[start of RECORDS TO USE]

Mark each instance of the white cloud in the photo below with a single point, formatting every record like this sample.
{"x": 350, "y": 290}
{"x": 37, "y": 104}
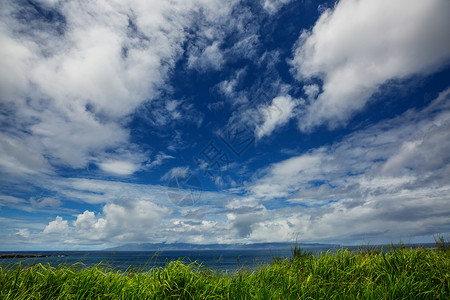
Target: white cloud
{"x": 360, "y": 45}
{"x": 58, "y": 226}
{"x": 277, "y": 114}
{"x": 273, "y": 6}
{"x": 119, "y": 167}
{"x": 177, "y": 172}
{"x": 70, "y": 84}
{"x": 385, "y": 182}
{"x": 45, "y": 202}
{"x": 210, "y": 58}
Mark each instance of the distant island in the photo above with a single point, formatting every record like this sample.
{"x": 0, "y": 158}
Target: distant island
{"x": 187, "y": 246}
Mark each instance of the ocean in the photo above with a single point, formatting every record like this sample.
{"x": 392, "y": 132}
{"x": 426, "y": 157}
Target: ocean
{"x": 217, "y": 260}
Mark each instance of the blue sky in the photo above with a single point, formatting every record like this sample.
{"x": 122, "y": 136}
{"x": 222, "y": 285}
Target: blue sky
{"x": 223, "y": 122}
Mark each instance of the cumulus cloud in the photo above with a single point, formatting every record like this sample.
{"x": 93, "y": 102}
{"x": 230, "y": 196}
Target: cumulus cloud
{"x": 392, "y": 176}
{"x": 57, "y": 226}
{"x": 277, "y": 114}
{"x": 119, "y": 167}
{"x": 72, "y": 72}
{"x": 358, "y": 46}
{"x": 273, "y": 6}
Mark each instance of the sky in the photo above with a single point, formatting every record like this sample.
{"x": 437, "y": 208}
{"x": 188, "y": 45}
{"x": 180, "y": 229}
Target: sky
{"x": 210, "y": 121}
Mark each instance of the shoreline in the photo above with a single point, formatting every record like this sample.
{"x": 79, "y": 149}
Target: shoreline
{"x": 5, "y": 256}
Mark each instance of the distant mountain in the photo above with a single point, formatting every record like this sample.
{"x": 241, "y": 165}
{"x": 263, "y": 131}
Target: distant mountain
{"x": 186, "y": 246}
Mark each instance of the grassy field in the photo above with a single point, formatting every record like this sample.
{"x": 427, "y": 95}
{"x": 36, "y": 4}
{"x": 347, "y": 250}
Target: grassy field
{"x": 398, "y": 273}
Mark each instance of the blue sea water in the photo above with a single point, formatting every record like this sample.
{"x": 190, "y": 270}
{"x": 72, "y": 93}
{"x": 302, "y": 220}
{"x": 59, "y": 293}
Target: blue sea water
{"x": 225, "y": 260}
{"x": 217, "y": 260}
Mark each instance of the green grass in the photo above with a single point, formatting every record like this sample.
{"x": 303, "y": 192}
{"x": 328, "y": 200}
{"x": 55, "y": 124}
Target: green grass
{"x": 398, "y": 273}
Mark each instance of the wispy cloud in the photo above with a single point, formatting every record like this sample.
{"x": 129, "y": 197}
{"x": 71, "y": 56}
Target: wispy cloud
{"x": 358, "y": 46}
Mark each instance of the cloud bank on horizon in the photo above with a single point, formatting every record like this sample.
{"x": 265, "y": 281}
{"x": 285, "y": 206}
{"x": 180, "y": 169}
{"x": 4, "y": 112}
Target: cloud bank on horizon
{"x": 341, "y": 112}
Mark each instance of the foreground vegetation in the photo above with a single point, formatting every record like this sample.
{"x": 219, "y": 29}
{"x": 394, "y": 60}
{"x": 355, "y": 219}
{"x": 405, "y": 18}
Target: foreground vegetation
{"x": 370, "y": 274}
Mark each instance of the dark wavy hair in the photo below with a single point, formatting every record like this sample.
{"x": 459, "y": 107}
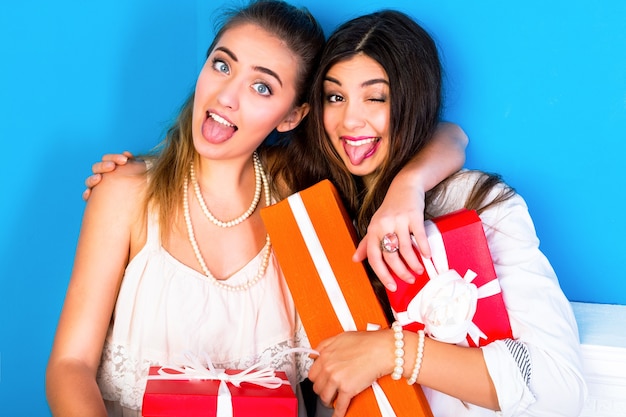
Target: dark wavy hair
{"x": 409, "y": 56}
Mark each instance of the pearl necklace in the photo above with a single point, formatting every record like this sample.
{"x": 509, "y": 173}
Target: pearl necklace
{"x": 258, "y": 169}
{"x": 196, "y": 250}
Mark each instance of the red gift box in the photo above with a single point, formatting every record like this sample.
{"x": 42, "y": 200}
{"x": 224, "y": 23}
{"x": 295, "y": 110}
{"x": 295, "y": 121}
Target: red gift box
{"x": 178, "y": 397}
{"x": 314, "y": 240}
{"x": 460, "y": 301}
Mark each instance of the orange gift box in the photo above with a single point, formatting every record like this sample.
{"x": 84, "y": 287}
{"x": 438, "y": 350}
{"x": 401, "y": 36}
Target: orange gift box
{"x": 314, "y": 241}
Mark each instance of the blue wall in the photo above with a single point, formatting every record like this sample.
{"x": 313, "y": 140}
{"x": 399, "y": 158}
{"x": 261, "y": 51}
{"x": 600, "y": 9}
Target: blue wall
{"x": 540, "y": 88}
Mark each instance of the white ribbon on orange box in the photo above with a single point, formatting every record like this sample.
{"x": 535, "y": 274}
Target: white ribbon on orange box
{"x": 447, "y": 303}
{"x": 329, "y": 281}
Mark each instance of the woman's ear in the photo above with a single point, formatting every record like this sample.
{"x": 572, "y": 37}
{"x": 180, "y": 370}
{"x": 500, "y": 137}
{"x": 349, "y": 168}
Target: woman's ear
{"x": 294, "y": 118}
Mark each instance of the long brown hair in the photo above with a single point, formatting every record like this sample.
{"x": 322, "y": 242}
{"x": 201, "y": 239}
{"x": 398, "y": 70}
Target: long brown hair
{"x": 480, "y": 197}
{"x": 170, "y": 161}
{"x": 410, "y": 59}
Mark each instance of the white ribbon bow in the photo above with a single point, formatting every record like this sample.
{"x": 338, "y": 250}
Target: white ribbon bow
{"x": 447, "y": 303}
{"x": 256, "y": 374}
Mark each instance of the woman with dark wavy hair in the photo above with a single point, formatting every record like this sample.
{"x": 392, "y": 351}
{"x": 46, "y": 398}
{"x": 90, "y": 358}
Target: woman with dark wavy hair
{"x": 374, "y": 103}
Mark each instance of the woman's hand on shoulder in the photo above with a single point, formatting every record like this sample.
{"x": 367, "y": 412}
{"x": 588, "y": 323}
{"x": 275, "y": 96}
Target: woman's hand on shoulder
{"x": 401, "y": 218}
{"x": 108, "y": 164}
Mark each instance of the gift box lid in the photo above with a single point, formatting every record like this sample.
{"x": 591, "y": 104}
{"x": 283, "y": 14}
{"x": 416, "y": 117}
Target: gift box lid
{"x": 198, "y": 397}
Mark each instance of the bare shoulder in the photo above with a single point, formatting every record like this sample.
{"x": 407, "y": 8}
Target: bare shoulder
{"x": 121, "y": 189}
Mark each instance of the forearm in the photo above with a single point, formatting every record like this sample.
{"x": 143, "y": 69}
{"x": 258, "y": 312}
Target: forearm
{"x": 439, "y": 158}
{"x": 71, "y": 390}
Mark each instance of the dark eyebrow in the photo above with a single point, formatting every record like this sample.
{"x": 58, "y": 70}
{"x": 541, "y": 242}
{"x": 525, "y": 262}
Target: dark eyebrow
{"x": 264, "y": 70}
{"x": 270, "y": 73}
{"x": 364, "y": 84}
{"x": 227, "y": 52}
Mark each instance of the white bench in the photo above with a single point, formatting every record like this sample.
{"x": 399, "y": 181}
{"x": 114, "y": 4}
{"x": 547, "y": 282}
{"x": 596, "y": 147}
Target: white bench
{"x": 602, "y": 330}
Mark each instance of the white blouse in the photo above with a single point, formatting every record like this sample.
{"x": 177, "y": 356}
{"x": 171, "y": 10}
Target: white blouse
{"x": 165, "y": 308}
{"x": 549, "y": 381}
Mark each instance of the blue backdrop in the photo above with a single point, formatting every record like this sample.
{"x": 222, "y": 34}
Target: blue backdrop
{"x": 540, "y": 87}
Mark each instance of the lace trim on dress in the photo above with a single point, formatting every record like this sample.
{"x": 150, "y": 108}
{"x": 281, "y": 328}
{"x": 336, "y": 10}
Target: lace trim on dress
{"x": 122, "y": 376}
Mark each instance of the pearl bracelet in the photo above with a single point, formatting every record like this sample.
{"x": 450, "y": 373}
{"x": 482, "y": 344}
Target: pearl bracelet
{"x": 398, "y": 337}
{"x": 418, "y": 358}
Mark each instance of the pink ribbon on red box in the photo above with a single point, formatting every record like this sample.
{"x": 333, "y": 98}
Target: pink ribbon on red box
{"x": 447, "y": 303}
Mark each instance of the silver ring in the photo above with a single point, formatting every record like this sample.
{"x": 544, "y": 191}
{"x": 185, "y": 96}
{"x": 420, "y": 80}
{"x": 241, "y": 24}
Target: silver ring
{"x": 389, "y": 243}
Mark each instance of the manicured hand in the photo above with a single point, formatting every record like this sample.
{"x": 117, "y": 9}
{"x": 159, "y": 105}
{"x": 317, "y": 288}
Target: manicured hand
{"x": 402, "y": 213}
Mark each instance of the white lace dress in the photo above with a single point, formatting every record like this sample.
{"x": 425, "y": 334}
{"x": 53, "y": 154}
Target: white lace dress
{"x": 165, "y": 308}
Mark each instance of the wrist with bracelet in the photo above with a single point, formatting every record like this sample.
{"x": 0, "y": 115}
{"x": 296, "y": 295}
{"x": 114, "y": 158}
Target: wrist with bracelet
{"x": 398, "y": 369}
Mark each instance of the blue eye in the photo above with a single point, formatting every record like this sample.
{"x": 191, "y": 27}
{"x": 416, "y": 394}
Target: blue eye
{"x": 220, "y": 66}
{"x": 334, "y": 98}
{"x": 262, "y": 89}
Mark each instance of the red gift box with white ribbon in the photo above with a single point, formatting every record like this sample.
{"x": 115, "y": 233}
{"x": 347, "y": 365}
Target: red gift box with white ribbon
{"x": 458, "y": 299}
{"x": 194, "y": 390}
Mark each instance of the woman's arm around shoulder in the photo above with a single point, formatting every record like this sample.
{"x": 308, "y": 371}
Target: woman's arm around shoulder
{"x": 402, "y": 211}
{"x": 112, "y": 224}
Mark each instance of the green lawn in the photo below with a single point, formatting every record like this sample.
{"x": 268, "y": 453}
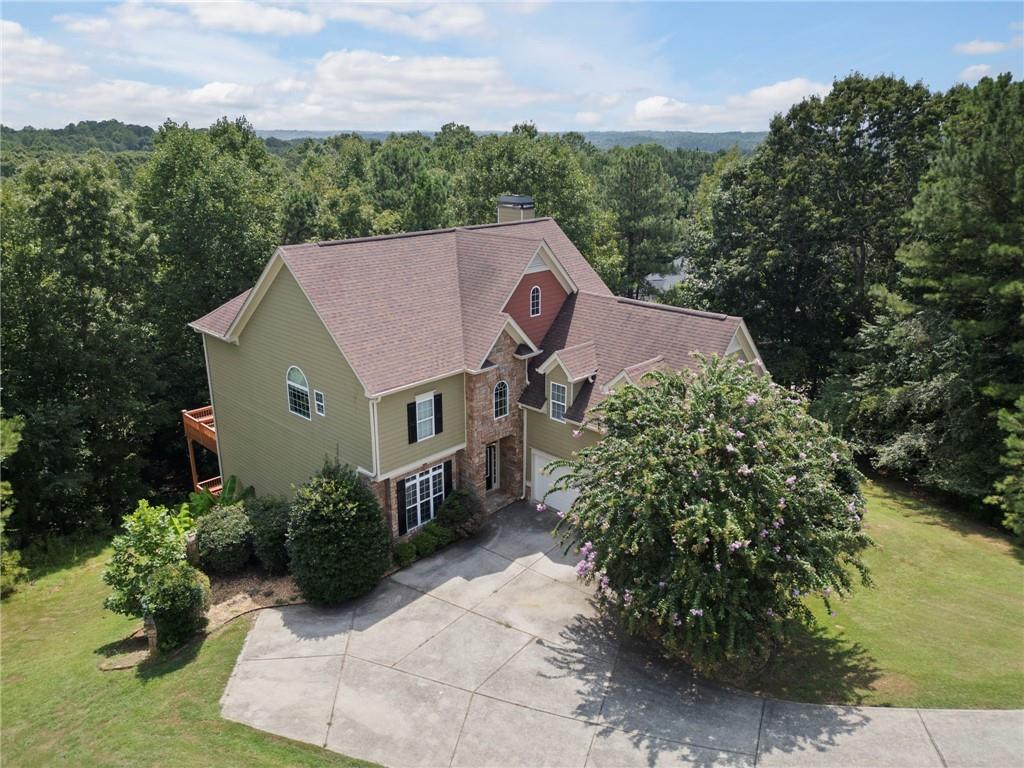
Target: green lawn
{"x": 59, "y": 710}
{"x": 942, "y": 627}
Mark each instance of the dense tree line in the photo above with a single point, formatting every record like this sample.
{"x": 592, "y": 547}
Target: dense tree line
{"x": 872, "y": 243}
{"x": 105, "y": 261}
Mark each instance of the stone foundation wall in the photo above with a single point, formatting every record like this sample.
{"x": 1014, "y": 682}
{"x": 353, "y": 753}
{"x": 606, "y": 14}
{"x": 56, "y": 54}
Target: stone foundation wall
{"x": 482, "y": 428}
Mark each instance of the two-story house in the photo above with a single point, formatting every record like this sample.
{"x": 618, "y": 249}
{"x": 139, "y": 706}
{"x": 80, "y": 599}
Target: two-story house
{"x": 467, "y": 356}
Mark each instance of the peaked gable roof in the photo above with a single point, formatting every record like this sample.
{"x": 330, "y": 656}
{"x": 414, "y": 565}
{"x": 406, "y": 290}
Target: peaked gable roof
{"x": 435, "y": 297}
{"x": 625, "y": 335}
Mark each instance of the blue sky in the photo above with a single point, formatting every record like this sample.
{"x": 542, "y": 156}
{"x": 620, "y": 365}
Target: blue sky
{"x": 706, "y": 67}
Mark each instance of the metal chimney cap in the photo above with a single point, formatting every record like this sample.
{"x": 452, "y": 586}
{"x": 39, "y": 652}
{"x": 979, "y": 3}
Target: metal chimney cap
{"x": 516, "y": 201}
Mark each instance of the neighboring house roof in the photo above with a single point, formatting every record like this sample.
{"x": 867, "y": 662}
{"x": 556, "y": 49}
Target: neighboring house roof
{"x": 625, "y": 336}
{"x": 436, "y": 297}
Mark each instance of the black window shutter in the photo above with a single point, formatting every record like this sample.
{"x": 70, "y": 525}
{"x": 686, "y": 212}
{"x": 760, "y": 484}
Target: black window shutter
{"x": 411, "y": 419}
{"x": 399, "y": 491}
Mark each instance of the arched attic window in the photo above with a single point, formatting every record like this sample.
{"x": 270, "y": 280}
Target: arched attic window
{"x": 535, "y": 301}
{"x": 298, "y": 392}
{"x": 501, "y": 399}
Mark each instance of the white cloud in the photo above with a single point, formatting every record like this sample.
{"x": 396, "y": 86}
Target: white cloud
{"x": 974, "y": 73}
{"x": 27, "y": 59}
{"x": 420, "y": 22}
{"x": 244, "y": 15}
{"x": 984, "y": 47}
{"x": 751, "y": 111}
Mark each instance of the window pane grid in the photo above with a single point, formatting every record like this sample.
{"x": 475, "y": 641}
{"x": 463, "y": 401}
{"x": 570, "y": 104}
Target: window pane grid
{"x": 298, "y": 400}
{"x": 558, "y": 401}
{"x": 501, "y": 399}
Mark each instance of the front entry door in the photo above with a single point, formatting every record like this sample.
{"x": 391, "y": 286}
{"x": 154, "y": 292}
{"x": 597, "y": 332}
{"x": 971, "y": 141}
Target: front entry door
{"x": 491, "y": 466}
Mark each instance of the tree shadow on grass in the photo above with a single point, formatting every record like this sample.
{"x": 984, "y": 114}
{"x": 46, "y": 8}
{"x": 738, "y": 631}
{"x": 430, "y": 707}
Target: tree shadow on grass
{"x": 817, "y": 668}
{"x": 663, "y": 709}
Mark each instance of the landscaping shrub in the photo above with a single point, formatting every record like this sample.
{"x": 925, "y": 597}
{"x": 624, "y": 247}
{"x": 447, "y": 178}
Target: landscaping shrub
{"x": 713, "y": 506}
{"x": 459, "y": 513}
{"x": 404, "y": 554}
{"x": 224, "y": 539}
{"x": 177, "y": 597}
{"x": 268, "y": 517}
{"x": 152, "y": 538}
{"x": 337, "y": 538}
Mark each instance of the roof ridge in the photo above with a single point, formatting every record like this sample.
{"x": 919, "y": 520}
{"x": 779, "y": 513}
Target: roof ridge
{"x": 496, "y": 224}
{"x": 374, "y": 238}
{"x": 664, "y": 307}
{"x": 468, "y": 230}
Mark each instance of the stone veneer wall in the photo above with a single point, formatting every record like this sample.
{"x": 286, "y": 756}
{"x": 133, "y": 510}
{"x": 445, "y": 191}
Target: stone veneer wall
{"x": 482, "y": 428}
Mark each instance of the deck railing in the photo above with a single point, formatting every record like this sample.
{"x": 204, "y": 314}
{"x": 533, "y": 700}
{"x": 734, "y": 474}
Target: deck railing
{"x": 200, "y": 427}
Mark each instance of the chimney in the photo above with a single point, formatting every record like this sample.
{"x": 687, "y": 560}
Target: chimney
{"x": 514, "y": 208}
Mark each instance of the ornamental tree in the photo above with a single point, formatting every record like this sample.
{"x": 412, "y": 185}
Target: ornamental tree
{"x": 712, "y": 508}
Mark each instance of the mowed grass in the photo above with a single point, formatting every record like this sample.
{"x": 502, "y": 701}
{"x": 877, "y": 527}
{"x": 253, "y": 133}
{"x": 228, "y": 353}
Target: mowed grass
{"x": 58, "y": 709}
{"x": 943, "y": 627}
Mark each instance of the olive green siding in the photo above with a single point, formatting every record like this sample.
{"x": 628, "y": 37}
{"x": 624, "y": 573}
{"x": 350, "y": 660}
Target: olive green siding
{"x": 395, "y": 450}
{"x": 259, "y": 440}
{"x": 554, "y": 438}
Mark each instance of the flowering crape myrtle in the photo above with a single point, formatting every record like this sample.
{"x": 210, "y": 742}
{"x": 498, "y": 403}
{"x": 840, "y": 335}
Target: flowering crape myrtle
{"x": 711, "y": 509}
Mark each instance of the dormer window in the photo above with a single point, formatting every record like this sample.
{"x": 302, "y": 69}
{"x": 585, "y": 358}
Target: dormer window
{"x": 298, "y": 392}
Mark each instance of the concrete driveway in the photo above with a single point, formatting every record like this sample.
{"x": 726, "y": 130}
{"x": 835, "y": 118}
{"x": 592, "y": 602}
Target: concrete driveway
{"x": 489, "y": 653}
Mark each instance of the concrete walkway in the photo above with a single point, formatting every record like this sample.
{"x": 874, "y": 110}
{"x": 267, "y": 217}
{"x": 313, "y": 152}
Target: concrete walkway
{"x": 491, "y": 653}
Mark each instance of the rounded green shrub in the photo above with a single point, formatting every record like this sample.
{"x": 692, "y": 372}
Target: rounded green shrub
{"x": 177, "y": 597}
{"x": 223, "y": 537}
{"x": 268, "y": 517}
{"x": 712, "y": 508}
{"x": 404, "y": 554}
{"x": 338, "y": 541}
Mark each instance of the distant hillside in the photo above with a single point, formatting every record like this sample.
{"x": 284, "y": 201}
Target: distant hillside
{"x": 747, "y": 140}
{"x": 109, "y": 135}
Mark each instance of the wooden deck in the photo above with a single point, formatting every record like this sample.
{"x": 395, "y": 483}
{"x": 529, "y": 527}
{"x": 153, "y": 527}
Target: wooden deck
{"x": 200, "y": 428}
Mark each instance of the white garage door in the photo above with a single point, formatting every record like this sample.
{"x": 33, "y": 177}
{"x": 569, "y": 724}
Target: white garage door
{"x": 542, "y": 481}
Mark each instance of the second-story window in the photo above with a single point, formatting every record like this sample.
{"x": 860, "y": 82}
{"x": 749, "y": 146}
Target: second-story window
{"x": 298, "y": 392}
{"x": 501, "y": 399}
{"x": 557, "y": 401}
{"x": 535, "y": 301}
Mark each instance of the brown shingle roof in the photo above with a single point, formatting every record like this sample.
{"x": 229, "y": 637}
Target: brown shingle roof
{"x": 627, "y": 334}
{"x": 413, "y": 307}
{"x": 219, "y": 320}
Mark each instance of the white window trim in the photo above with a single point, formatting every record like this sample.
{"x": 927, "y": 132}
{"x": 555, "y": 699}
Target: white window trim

[end of RECORDS TO USE]

* EXERCISE REQUIREMENTS
Repeat only the stretch of lines starting at the one containing "Mark each instance of the wooden" and running to the final line of the entries above.

* TASK ANSWER
Mark each instance of the wooden deck in the photo above with a single point, formatting every record like this sample.
{"x": 395, "y": 483}
{"x": 529, "y": 527}
{"x": 153, "y": 527}
Target: wooden deck
{"x": 200, "y": 428}
Mark each instance of the white garage door in the photo above with a single point, formatting every record like this sample.
{"x": 33, "y": 177}
{"x": 569, "y": 724}
Target: white garage door
{"x": 542, "y": 481}
Mark each instance of the second-story window in the photo above with a single point, formatting every record like this sample.
{"x": 860, "y": 82}
{"x": 749, "y": 146}
Target: second-story window
{"x": 298, "y": 392}
{"x": 501, "y": 399}
{"x": 557, "y": 401}
{"x": 535, "y": 301}
Mark each instance of the brown shingle roof in the photo above with a single point, formatting every record like this sample.
{"x": 229, "y": 637}
Target: brown shingle roof
{"x": 627, "y": 334}
{"x": 413, "y": 307}
{"x": 219, "y": 320}
Mark each instance of the white window trim in the photo above with a single point, formatting every record like this sample.
{"x": 927, "y": 132}
{"x": 555, "y": 699}
Target: white window trim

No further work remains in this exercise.